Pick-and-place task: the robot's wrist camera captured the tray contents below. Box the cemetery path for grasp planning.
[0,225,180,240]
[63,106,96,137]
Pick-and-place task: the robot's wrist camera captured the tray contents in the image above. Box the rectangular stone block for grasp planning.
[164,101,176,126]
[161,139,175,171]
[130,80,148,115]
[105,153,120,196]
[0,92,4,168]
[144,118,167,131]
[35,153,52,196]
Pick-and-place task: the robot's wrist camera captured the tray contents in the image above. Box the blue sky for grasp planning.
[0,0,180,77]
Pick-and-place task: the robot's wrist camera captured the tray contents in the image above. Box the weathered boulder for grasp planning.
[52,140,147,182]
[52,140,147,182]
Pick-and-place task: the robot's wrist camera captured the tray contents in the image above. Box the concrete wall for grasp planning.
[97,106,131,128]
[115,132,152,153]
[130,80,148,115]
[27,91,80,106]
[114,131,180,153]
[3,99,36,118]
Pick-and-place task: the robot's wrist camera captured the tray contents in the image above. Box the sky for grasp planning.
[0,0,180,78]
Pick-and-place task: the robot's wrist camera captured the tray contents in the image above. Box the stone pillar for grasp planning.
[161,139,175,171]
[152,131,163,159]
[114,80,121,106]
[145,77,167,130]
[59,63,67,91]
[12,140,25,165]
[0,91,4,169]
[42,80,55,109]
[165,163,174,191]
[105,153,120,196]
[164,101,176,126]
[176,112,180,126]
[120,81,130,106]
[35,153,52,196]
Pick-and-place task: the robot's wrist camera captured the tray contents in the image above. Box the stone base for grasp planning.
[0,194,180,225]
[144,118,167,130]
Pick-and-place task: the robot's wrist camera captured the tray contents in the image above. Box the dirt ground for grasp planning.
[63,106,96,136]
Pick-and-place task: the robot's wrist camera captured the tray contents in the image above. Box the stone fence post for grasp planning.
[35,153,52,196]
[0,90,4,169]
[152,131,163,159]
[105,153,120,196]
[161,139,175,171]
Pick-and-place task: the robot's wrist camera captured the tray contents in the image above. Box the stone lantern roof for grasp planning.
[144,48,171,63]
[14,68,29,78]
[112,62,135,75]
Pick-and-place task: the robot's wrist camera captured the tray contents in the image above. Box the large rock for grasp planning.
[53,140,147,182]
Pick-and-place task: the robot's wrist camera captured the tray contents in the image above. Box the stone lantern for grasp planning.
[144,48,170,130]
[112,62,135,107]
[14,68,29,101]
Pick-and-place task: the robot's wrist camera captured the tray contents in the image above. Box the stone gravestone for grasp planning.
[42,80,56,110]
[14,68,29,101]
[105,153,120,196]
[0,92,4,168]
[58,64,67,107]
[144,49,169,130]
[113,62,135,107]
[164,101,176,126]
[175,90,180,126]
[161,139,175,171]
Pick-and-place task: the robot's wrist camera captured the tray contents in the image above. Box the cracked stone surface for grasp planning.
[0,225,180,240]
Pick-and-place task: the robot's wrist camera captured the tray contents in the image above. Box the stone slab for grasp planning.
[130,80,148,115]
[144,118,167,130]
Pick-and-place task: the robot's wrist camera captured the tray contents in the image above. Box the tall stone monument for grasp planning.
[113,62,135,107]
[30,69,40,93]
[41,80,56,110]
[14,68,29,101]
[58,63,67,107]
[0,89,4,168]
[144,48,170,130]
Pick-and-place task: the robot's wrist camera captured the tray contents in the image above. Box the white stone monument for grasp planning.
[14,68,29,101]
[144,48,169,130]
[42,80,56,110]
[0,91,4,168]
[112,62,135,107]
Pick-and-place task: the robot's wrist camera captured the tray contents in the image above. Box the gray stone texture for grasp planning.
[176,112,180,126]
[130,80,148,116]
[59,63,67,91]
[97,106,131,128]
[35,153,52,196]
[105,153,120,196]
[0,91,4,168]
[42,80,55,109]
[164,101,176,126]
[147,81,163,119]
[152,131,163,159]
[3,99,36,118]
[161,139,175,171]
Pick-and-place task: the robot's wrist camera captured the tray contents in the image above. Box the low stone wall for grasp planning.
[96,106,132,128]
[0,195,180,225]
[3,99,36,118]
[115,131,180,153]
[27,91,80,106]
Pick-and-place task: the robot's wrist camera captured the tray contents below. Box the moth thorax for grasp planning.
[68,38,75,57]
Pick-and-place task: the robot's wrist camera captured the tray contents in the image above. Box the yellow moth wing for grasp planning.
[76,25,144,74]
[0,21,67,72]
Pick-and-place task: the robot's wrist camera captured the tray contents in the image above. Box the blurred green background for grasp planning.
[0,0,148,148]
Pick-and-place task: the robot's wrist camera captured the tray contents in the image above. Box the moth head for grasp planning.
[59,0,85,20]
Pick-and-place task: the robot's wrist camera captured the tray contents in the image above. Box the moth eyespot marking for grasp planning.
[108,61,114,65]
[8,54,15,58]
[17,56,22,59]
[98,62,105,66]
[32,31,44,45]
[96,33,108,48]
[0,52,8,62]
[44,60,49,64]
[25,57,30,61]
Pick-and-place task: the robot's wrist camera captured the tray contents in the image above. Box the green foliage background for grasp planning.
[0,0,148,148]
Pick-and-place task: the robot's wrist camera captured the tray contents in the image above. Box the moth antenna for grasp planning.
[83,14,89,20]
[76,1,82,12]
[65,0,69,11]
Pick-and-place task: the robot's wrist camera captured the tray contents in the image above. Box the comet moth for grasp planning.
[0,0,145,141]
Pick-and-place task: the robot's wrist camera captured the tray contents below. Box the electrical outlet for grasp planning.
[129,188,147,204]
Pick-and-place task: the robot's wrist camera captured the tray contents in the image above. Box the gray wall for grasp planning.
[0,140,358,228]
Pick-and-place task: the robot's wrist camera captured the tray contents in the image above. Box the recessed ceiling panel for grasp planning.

----------

_PROBLEM TO WORK ON_
Reproduce all of the records above word for word, changing nothing.

_COMPLETE OUTPUT_
Pick-and-place task: the robot's wrist camera captured the tray contents below. Box the cemetery path for grasp planning.
[0,225,180,240]
[63,106,96,137]
Pick-and-place task: the robot's wrist camera captured the tray contents in the image above. Box the rectangular stone block for grasp planning.
[164,101,176,126]
[161,139,175,171]
[130,80,148,115]
[105,153,120,196]
[0,92,4,168]
[144,118,167,131]
[35,153,52,196]
Pick-and-place task: the robot's wrist camera captured the tray contents in the image above. Box the blue sky for grasp planning.
[0,0,180,77]
Pick-and-place task: the robot's wrist camera captured the tray contents in the image above. Box the weathered boulder for grasp planning.
[52,140,147,182]
[52,140,147,182]
Pick-and-place task: the robot's wrist camera captured the tray contents in the image above. Box the concrete wall for grasp planning.
[97,106,131,128]
[115,132,152,153]
[130,80,148,115]
[27,91,80,106]
[114,131,180,153]
[3,99,36,118]
Pick-and-place task: the robot's wrist camera captured the tray contents in the image above. Box the sky for grasp planning.
[0,0,180,78]
Pick-and-place task: the robot's wrist camera captured the tray contents in the image above. Box the stone pillar for grasp planning.
[161,139,175,171]
[152,131,163,159]
[114,80,121,106]
[145,77,167,130]
[59,63,67,91]
[12,140,25,165]
[0,91,4,169]
[42,80,55,109]
[165,163,174,191]
[105,153,120,196]
[164,101,176,126]
[176,112,180,126]
[120,81,130,106]
[35,153,52,196]
Pick-and-place task: the robot's wrist camera captured the tray contents in the image above. Box the stone base for grasp planning.
[0,194,180,225]
[144,118,167,130]
Pick-and-place task: the robot's wrist camera captured the tray contents in the image above. Box the dirt ground for grasp planning.
[63,106,96,136]
Pick-and-place task: the robot's wrist camera captured the tray contents in the image above. Box the stone fence post for grasp planning.
[35,153,52,196]
[0,90,4,169]
[152,131,163,159]
[105,153,120,196]
[161,139,175,171]
Pick-and-place task: the robot's wrist camera captured the tray contents in the image above. Box the stone lantern roof for grasp planning.
[144,48,171,63]
[14,68,29,78]
[112,62,135,75]
Pick-and-place task: the robot's wrist camera captured the tray contents in the image above. Box the large rock for grasp planning.
[53,140,147,182]
Pick-and-place task: the robot's wrist camera captured the tray contents in the image above. Box the stone lantern for grasp planning.
[144,48,170,130]
[112,62,135,107]
[14,68,29,101]
Pick-and-place task: the robot's wrist camera captured the tray contents in the image above. Box the stone gravestone for grasp planning.
[42,80,56,110]
[14,68,29,101]
[105,153,120,196]
[0,92,4,168]
[58,64,67,107]
[144,49,169,130]
[113,62,135,107]
[164,101,176,126]
[175,90,180,126]
[161,139,175,171]
Pick-and-place task: the robot's wrist camera captured the tray contents in the image above. Box the cracked stone surface for grasp planning.
[0,225,180,240]
Pick-and-place task: the robot's wrist camera captured the tray contents in the image above. Box the stone slab for grasp planning.
[130,80,148,115]
[144,118,167,130]
Pick-and-place task: the robot's wrist camera captured the tray contents in the image above. Box the tall stone monument for grasp planning.
[113,62,135,107]
[30,69,40,93]
[41,80,56,110]
[14,68,29,101]
[58,63,67,107]
[0,89,4,168]
[144,48,170,130]
Pick-and-place task: the robot's wrist camera captured the tray contents in the image above. Box the white stone monument for grasp planning.
[14,68,29,101]
[144,48,169,130]
[42,80,56,110]
[0,91,4,168]
[112,62,135,107]
Pick-and-place task: the robot's wrist camera captured the tray contents in the image above. Box the gray stone texture for grasp planning.
[176,112,180,126]
[130,80,148,116]
[59,63,67,91]
[97,106,131,128]
[35,153,52,196]
[105,153,120,196]
[0,91,4,168]
[42,80,55,109]
[164,101,176,126]
[147,81,163,119]
[152,131,163,159]
[3,99,36,118]
[161,139,175,171]
Pick-and-place task: the robot's wrist camera captured the tray contents in the image above. Box the low stone wall for grasp planning.
[96,106,132,128]
[0,195,180,225]
[3,99,36,118]
[115,131,180,153]
[27,91,80,106]
Pick-and-place task: the robot's wrist camera captured the tray contents below. Box the moth thorax for grasp planning.
[68,38,75,57]
Pick-and-place task: the robot's wrist camera captured the tray contents in the image above. Box the yellow moth wing for grasp planning.
[76,25,144,74]
[0,21,67,72]
Pick-and-place task: the robot's wrist camera captured the tray contents in the image above. Box the blurred green background for grasp planning.
[0,0,148,148]
Pick-and-place task: the robot's wrist camera captured the tray contents in the image above. Box the moth head for grasp planning.
[59,0,85,20]
Pick-and-place task: the robot's wrist camera captured the tray contents in the image above. Box the moth eyespot marking for grasp planning.
[108,61,114,65]
[8,54,15,58]
[17,56,22,59]
[98,62,105,66]
[32,31,44,45]
[96,33,108,48]
[0,52,8,62]
[44,60,49,64]
[25,57,30,61]
Pick-and-place task: the robot's wrist camera captured the tray contents in the image above. Box the green foliage background for grasp planning.
[0,0,148,148]
Pick-and-place task: the robot's wrist camera captured the tray contents in the image above. Box the moth antenna for grasp planning.
[83,14,89,20]
[76,1,82,12]
[65,0,69,11]
Pick-and-place task: the robot's wrist camera captured the tray contents in the image above. Box the comet moth for grasp planning.
[0,0,145,141]
Pick-and-place task: the robot's wrist camera captured the tray contents below. Box the electrical outlet for grasp planning.
[129,188,147,204]
Pick-and-place task: the robot's wrist camera captured the tray contents in the image above. Box the gray wall for grasp planning.
[0,140,358,228]
Pick-and-place task: the robot's wrist camera captured the tray contents in the image above. Box the recessed ceiling panel for grasp planning.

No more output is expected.